[PROBLEM]
Each line from the one containing "Where can you see the gray" through the end of the data is to be written out exactly, and nothing more.

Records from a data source
*** Begin section ***

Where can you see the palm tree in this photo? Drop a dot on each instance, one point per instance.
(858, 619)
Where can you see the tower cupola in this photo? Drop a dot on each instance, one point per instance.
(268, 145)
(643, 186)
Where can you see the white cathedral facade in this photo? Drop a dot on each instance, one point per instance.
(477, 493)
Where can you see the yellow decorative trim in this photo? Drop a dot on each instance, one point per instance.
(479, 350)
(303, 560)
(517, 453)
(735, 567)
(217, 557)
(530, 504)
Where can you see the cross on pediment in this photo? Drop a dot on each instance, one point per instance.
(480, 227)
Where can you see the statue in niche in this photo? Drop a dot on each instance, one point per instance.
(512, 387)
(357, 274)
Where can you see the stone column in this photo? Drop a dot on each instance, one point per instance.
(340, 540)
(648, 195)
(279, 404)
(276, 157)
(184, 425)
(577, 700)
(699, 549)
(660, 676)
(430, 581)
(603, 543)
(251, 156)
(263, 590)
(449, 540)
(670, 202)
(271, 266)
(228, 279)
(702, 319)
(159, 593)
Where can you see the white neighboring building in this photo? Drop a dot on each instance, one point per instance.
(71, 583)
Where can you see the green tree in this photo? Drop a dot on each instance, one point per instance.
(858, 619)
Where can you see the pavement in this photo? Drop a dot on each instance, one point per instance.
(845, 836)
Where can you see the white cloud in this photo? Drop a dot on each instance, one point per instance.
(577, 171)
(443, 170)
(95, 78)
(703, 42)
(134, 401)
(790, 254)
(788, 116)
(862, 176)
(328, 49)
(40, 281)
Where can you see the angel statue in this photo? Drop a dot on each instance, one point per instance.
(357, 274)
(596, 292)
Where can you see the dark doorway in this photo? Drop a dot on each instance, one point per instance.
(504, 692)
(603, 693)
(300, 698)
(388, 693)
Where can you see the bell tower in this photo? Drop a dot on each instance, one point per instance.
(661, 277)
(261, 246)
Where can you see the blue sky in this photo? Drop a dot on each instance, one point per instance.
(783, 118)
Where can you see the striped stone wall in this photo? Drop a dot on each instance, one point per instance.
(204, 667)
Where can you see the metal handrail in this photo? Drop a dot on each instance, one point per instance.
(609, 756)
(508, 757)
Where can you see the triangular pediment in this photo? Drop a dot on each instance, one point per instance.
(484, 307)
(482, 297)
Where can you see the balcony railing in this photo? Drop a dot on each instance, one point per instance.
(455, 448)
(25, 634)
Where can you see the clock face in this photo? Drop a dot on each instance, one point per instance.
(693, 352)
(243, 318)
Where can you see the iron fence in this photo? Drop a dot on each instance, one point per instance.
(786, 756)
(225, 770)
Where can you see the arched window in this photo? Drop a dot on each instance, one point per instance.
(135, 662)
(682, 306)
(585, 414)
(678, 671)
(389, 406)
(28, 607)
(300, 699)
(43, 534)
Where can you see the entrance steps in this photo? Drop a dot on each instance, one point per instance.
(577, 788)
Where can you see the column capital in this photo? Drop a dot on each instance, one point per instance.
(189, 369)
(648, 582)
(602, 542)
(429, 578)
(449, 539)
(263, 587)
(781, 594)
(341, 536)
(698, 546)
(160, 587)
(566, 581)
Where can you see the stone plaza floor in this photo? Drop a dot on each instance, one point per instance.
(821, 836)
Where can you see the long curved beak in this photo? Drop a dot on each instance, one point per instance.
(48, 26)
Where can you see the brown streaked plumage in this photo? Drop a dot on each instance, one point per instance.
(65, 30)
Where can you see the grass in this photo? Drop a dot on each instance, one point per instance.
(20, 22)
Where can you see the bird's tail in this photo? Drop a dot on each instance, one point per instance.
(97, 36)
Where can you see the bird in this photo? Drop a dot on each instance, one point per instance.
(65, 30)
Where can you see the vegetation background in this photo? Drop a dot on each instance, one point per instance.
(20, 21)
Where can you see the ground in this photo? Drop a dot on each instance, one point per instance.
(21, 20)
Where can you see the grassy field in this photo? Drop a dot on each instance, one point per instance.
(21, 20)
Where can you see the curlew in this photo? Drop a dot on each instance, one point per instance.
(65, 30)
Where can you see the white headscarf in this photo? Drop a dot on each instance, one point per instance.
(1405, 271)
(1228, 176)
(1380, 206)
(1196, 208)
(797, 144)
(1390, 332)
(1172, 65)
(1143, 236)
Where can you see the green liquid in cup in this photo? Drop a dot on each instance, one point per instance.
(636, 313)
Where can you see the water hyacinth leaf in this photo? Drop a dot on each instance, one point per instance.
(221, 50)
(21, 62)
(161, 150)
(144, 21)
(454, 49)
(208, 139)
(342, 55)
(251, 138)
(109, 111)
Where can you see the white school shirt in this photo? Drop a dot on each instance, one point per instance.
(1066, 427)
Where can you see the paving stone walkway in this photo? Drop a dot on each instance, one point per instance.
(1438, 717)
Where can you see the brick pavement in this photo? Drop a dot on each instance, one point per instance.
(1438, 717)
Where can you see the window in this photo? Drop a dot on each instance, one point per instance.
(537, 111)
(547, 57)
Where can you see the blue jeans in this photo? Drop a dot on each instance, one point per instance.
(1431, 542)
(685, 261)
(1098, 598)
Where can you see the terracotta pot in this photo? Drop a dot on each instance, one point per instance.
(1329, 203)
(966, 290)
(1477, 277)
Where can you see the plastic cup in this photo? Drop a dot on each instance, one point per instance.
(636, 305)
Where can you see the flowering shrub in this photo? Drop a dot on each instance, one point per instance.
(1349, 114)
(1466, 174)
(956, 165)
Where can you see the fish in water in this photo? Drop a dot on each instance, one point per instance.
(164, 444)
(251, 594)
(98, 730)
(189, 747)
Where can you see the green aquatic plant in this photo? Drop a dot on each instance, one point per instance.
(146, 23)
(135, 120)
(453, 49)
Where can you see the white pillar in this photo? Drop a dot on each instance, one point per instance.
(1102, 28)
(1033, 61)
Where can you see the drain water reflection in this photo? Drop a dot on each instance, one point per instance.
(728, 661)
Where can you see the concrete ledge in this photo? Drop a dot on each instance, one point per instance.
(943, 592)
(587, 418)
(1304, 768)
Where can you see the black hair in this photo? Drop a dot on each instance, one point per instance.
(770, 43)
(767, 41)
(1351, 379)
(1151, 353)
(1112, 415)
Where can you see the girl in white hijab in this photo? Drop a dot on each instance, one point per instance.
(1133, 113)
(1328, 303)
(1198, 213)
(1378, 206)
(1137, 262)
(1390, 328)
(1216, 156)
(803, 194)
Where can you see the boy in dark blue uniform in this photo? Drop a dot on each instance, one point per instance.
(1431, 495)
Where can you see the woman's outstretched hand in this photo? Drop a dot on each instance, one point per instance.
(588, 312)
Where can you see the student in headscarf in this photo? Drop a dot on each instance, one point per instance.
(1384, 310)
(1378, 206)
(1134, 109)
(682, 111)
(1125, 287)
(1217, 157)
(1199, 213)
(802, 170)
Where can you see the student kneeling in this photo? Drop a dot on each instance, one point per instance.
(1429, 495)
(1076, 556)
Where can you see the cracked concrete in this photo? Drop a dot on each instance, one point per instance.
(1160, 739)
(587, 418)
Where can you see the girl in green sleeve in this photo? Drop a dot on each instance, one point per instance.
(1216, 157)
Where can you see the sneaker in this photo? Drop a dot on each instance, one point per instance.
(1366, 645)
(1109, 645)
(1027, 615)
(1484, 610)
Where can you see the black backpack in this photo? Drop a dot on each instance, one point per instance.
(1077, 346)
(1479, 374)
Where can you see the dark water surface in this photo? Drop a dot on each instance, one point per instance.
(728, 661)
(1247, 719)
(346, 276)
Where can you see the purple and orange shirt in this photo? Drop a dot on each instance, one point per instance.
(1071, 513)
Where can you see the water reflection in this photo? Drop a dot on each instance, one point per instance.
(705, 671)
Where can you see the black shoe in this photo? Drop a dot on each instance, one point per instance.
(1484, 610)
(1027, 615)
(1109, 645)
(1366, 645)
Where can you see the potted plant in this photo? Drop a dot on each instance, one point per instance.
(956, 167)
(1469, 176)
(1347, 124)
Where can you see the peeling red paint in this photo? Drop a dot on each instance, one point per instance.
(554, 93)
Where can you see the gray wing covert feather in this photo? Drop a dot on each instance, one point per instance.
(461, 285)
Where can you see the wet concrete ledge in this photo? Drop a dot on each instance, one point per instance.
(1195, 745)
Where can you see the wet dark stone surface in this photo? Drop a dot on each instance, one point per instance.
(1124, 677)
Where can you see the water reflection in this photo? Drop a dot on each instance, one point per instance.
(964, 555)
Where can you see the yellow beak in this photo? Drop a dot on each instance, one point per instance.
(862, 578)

*** End section ***

[EXERCISE RESPONSE]
Where can you see the gray wing covert feather in this photo? Drop a dot on each instance, one point per instance.
(461, 285)
Where can you see the wet concrete ledge in this photo? Drop a dot on each instance, one point per instance.
(1195, 745)
Where can you see the wet dark stone surface in this photo? Drop a dot on each instance, one point per instance.
(1124, 677)
Where can you see the water reflection in this photo? Drop a dot on each instance, one point per instance.
(964, 555)
Where can you see the yellow beak in this photo? Drop a dot on each instance, one point per instance.
(862, 578)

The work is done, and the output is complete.